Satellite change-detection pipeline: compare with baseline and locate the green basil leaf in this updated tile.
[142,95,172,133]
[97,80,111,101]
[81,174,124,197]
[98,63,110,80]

#####

— What the exercise asks —
Write the whole listing out again. Keep every line exactly as it is.

— Answer in full —
Satellite change-detection pipeline: compare with baseline and locate the green basil leaf in this updated tile.
[142,95,172,133]
[97,80,111,101]
[81,174,124,197]
[98,63,110,80]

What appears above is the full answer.